- **Source passage**:
And the mail reports a few weeks later confirmed his reassuring statement, and showed that the previous sensational despatches had been grossly exaggerated.
Professor Milne is also the man to whose words cable companies lend anxious ear, for what he says often means thousands of dollars to them. Early in January, 1898, it was officially reported that two West Indian cables had broken on December 31, 1897.
"That is very unlikely," said Professor Milne; "but I have a seismogram showing that these cables may have broken at 11.30 A.M. on December 29, 1897." And then he located the break at so many miles off the coast of Haiti.
This sort of thing, which is constantly happening, would look very much like magic if Professor Milne had kept his secrets to himself; but he has given them freely to all the world.

- **What this exercise asks**:
- 1) List every date in the passage about Professor Milne that names both a month and a year.
- 2) Answer these questions from the passage about Professor Milne:
(a) On what date were the two West Indian cables officially reported to have broken?
(b) Off the coast of which place did Professor Milne locate the break?
(c) What did the mail reports show about the previous sensational despatches?
- 3) Reproduce word for word the part of the passage about Professor Milne from "And the mail" up to and including "coast of Haiti.".
The items that follow are separate material, unconnected to the passage about Professor Milne.

- **Records shown**:
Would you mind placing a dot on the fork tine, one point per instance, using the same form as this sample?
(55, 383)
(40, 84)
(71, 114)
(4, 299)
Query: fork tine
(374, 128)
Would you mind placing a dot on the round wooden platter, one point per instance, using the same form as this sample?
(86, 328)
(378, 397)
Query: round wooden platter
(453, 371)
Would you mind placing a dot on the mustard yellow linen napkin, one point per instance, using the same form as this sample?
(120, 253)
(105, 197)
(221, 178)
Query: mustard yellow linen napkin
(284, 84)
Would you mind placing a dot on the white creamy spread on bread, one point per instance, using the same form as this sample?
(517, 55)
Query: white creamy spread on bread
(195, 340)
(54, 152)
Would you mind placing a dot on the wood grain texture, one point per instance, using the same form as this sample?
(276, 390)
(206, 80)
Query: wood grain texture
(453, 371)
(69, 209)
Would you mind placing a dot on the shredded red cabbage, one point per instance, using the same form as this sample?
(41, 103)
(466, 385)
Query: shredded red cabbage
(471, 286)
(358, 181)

- **Task results**:
- 1)
January, 1898
December 31, 1897
December 29, 1897

- 2)
(a) December 31, 1897
(b) Haiti
(c) They had been grossly exaggerated.

- 3)
And the mail reports a few weeks later confirmed his reassuring statement, and showed that the previous sensational despatches had been grossly exaggerated.
Professor Milne is also the man to whose words cable companies lend anxious ear, for what he says often means thousands of dollars to them. Early in January, 1898, it was officially reported that two West Indian cables had broken on December 31, 1897.
"That is very unlikely," said Professor Milne; "but I have a seismogram showing that these cables may have broken at 11.30 A.M. on December 29, 1897." And then he located the break at so many miles off the coast of Haiti.